(Dataset rows showing where objects appear)
────

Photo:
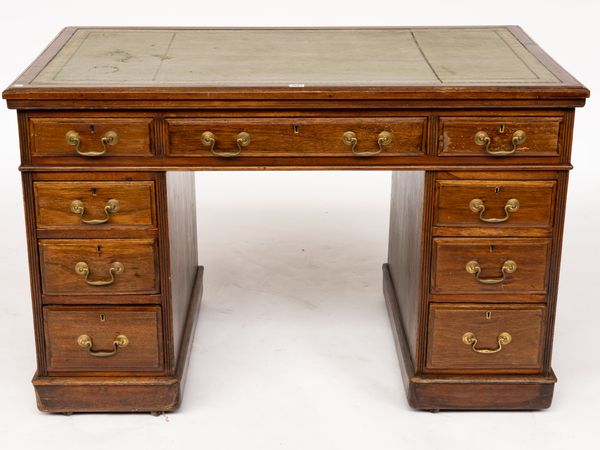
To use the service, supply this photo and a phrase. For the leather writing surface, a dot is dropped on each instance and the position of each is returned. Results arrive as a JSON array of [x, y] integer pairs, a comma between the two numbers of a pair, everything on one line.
[[284, 57]]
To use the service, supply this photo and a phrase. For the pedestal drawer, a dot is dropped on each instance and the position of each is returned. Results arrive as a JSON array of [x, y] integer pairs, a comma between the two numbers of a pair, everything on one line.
[[500, 136], [99, 267], [494, 203], [83, 137], [490, 265], [92, 340], [496, 338], [94, 205]]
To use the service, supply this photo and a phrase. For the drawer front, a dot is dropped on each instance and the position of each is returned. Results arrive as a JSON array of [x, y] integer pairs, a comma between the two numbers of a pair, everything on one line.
[[126, 339], [94, 205], [99, 267], [481, 203], [486, 338], [90, 137], [500, 266], [301, 137], [500, 136]]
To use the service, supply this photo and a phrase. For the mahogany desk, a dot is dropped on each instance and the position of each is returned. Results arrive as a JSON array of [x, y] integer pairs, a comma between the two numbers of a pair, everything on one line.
[[476, 124]]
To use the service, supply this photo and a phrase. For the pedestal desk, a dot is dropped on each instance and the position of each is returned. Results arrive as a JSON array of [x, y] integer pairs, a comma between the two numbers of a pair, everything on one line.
[[475, 123]]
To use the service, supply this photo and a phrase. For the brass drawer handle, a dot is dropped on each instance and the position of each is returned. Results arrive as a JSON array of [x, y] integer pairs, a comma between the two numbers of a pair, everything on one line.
[[474, 268], [483, 139], [504, 338], [109, 138], [242, 140], [86, 342], [384, 138], [476, 205], [78, 207], [81, 268]]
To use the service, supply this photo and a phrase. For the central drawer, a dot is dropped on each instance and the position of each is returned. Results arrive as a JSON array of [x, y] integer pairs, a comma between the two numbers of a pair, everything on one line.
[[297, 137], [99, 267]]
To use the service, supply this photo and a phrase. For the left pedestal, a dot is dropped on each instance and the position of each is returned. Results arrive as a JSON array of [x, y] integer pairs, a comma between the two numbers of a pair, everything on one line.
[[116, 288]]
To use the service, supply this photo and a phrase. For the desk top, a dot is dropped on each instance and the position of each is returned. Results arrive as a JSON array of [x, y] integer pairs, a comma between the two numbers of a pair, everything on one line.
[[299, 60]]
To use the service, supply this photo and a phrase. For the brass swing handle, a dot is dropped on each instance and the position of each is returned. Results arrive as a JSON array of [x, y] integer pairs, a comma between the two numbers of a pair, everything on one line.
[[78, 207], [473, 267], [483, 139], [108, 138], [209, 139], [116, 268], [477, 206], [504, 338], [384, 138], [86, 342]]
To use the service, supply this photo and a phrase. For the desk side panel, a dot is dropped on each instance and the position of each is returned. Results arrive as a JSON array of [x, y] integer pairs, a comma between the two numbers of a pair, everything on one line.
[[405, 249], [182, 248]]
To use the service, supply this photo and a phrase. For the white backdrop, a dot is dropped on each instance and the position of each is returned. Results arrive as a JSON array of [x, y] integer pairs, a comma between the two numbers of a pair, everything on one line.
[[293, 348]]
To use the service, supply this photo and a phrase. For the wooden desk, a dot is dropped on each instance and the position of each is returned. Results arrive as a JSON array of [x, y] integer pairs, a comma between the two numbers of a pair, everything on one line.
[[476, 124]]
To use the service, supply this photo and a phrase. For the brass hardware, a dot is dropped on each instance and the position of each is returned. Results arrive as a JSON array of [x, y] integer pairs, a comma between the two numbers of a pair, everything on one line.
[[473, 267], [469, 338], [209, 140], [86, 342], [384, 138], [78, 207], [116, 268], [483, 139], [109, 138], [476, 205]]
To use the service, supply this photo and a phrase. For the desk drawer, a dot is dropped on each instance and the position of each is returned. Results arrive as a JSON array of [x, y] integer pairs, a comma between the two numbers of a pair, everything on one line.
[[495, 338], [297, 137], [500, 136], [80, 339], [99, 267], [498, 265], [88, 138], [94, 205], [494, 203]]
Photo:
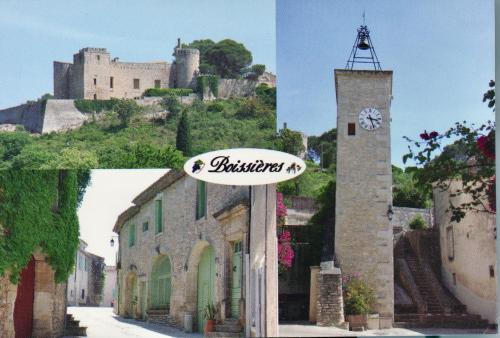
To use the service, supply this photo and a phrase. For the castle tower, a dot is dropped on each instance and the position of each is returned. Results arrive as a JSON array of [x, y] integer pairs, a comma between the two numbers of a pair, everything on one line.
[[363, 232], [187, 63]]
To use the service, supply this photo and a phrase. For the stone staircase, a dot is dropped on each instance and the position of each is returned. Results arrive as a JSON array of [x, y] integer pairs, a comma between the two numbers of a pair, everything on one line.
[[73, 328], [230, 328], [436, 316]]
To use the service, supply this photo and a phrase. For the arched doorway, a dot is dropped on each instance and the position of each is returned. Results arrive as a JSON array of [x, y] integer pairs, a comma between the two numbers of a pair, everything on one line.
[[161, 283], [131, 295], [23, 307], [206, 283]]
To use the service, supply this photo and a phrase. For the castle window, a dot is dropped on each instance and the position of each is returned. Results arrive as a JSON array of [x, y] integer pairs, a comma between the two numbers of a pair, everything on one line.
[[351, 129]]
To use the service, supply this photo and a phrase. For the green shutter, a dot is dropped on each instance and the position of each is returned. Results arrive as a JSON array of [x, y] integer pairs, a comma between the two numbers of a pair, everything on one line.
[[159, 216], [161, 283], [201, 200], [131, 235]]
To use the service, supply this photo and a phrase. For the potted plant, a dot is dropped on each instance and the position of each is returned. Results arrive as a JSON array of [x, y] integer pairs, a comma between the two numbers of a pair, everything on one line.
[[358, 301], [209, 313]]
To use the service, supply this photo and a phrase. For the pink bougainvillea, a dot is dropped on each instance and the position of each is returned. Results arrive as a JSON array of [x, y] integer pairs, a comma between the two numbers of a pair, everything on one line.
[[281, 210], [285, 251]]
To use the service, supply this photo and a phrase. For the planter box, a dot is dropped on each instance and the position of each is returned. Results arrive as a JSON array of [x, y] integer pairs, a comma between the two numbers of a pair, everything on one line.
[[357, 322], [373, 322]]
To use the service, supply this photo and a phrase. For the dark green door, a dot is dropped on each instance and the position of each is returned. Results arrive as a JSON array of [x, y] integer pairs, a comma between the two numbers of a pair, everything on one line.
[[236, 280], [206, 283]]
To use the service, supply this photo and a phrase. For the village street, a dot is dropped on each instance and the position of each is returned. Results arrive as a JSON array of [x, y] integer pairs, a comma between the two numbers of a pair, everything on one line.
[[101, 322]]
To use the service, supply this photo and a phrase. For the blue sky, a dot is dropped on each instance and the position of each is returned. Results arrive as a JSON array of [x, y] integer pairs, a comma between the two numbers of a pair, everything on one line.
[[35, 33], [441, 52]]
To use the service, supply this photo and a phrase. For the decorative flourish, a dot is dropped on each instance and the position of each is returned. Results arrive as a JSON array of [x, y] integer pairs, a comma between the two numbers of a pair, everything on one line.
[[285, 251]]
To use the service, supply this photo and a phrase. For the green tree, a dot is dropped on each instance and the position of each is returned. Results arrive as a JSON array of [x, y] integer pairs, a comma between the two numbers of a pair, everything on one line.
[[290, 141], [183, 141], [228, 57], [126, 109]]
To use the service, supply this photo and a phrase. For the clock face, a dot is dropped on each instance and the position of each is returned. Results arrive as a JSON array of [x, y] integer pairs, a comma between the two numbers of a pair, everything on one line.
[[370, 118]]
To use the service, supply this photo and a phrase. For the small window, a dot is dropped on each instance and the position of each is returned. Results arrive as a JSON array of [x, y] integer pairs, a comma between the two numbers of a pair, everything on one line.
[[351, 129], [131, 235], [158, 216], [201, 200], [450, 243]]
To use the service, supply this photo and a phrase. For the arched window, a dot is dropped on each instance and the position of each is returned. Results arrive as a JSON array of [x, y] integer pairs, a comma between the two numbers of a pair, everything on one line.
[[161, 283]]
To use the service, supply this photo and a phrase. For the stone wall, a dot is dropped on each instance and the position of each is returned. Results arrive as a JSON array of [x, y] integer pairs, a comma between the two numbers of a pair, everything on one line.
[[30, 115], [403, 216], [363, 232], [468, 254]]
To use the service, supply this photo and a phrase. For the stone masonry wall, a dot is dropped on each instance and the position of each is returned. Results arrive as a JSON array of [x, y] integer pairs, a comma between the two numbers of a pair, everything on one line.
[[363, 233], [183, 240]]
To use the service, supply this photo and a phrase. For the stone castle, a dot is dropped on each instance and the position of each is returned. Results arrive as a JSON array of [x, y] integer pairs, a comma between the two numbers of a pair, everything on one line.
[[95, 75]]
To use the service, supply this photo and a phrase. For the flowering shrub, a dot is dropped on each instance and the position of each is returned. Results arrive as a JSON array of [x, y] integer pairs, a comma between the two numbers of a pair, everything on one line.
[[358, 297], [281, 210], [285, 251]]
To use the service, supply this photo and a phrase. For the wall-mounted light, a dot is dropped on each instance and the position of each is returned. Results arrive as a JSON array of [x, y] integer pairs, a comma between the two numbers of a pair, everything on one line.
[[390, 212]]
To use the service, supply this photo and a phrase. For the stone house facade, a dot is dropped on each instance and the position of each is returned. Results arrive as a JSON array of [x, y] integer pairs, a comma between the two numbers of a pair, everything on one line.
[[468, 254], [186, 243], [36, 306], [81, 283]]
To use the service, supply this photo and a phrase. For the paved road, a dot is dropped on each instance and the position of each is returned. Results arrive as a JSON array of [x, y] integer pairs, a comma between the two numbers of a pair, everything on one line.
[[304, 330], [101, 322]]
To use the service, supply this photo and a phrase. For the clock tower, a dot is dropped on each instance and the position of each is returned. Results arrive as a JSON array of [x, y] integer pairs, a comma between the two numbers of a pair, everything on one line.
[[363, 231]]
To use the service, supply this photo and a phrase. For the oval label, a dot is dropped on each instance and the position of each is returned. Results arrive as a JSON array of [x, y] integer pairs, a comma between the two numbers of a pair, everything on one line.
[[244, 166]]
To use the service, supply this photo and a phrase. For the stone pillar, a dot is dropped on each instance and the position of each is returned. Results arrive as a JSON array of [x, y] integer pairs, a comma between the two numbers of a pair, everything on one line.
[[330, 305], [313, 294]]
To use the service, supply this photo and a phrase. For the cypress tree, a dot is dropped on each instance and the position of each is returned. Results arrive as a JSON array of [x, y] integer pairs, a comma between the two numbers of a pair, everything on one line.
[[183, 141]]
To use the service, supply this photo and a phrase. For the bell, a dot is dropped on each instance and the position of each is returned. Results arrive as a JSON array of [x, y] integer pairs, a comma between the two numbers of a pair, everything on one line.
[[363, 43]]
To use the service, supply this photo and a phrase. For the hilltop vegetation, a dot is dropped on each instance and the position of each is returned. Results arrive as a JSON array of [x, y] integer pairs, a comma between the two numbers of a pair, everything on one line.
[[125, 138]]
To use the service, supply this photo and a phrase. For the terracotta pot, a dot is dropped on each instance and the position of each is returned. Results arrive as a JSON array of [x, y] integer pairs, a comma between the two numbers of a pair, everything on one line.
[[210, 326], [357, 321]]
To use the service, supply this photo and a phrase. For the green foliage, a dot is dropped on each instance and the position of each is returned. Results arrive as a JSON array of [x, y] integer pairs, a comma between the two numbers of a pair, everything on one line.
[[418, 223], [290, 141], [95, 106], [266, 94], [105, 143], [325, 146], [208, 81], [310, 184], [38, 210], [228, 58], [359, 299], [168, 91], [172, 104], [126, 109], [183, 140], [406, 190]]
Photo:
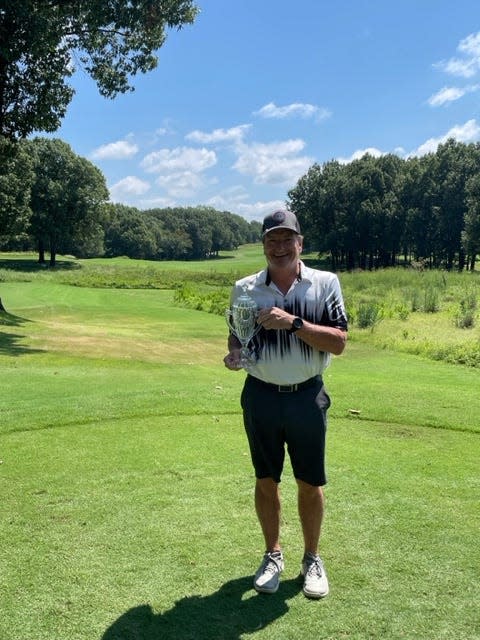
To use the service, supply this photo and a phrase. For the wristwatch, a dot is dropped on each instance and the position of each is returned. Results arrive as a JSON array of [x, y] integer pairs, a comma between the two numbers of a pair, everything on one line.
[[296, 325]]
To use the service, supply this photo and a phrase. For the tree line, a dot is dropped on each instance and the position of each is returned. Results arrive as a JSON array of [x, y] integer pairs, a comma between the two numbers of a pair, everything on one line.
[[52, 200], [378, 212]]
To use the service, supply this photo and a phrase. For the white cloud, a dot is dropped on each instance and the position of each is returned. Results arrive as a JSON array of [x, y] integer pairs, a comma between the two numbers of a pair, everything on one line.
[[178, 160], [115, 151], [234, 134], [468, 65], [258, 210], [296, 109], [276, 163], [180, 185], [356, 155], [449, 94], [127, 187], [468, 132]]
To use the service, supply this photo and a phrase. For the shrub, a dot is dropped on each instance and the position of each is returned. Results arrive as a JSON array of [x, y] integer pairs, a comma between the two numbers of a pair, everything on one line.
[[368, 315], [465, 315], [430, 300]]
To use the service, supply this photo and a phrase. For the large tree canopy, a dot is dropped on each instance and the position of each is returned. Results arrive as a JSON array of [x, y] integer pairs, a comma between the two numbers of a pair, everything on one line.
[[68, 197], [42, 42]]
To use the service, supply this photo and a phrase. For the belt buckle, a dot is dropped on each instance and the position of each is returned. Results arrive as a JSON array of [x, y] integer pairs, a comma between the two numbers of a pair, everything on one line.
[[287, 388]]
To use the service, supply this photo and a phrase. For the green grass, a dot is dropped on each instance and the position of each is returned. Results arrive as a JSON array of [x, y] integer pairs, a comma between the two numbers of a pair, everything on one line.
[[127, 491]]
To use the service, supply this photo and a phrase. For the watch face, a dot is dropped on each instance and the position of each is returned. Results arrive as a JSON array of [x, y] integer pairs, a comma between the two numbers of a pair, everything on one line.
[[297, 323]]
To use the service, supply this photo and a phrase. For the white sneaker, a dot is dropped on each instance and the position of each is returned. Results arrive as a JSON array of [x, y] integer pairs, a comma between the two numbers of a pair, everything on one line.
[[315, 583], [267, 577]]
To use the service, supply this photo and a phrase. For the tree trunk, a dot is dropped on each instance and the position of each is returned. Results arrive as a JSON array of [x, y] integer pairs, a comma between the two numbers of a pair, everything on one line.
[[41, 252]]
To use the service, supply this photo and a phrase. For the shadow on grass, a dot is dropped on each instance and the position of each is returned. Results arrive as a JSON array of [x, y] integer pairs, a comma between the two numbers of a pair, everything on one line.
[[223, 615], [10, 343], [29, 265]]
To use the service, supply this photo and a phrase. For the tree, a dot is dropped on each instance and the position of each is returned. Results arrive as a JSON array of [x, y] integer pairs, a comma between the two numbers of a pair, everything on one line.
[[471, 232], [43, 42], [16, 176], [68, 198]]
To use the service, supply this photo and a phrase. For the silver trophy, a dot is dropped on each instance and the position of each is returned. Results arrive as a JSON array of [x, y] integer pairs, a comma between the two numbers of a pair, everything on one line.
[[242, 321]]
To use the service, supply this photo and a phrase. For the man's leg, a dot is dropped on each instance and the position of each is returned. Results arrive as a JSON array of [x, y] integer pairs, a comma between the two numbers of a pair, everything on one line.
[[310, 509], [267, 505]]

────

_JOB_
Reproduce verbatim the lines of the records above, starting at the line that contains "For the cypress" and ending at the line that contains "140], [406, 190]]".

_EXERCISE ANSWER_
To use the service, supply this photo and a phrase. For the cypress tree, a dot is dropped on each instance and the position of each is returned. Results arrive as a JSON array of [x, y] integer pairs, a comma between the two numbers of a pair, everything on one line.
[[183, 141]]
To use the service, supply this photo and a phrase. For the bell, a dot is dropped on each instance and the position of each is returned. Results arrive as a JSON array of [x, y] integer pairs, a comma between the two numbers of a pair, everything on one line.
[[363, 43]]
To use the service, supply this photo and a phrase. For the hilltop vegetation, a dot is dropped on each instance and the position of each is returned. Results arrive as a JSON array of [x, y] integer pairs, a comma between the two numbers of a pair, everything on one line.
[[125, 138]]
To use the service, supply this photo and a phrase. For the terracotta pot, a dot is dropped on each instance and the position of each is returned. Results arrive as a JSON array of [x, y] integer pairs, a comma between the two numbers of a pair, everything on one line.
[[210, 326], [357, 321]]
To use the service, supply this photo and a phrase. For the green foliage, a dot is dropped on each instance and the position of each is returned. Results arrive as a JSON array of [x, y] integer pairs, a comma between the two numbers of a pair, everything on one line.
[[418, 223], [290, 141], [95, 106], [266, 94], [105, 143], [325, 146], [208, 81], [310, 184], [38, 210], [228, 58], [359, 299], [168, 91], [172, 104], [126, 109], [183, 140], [406, 190]]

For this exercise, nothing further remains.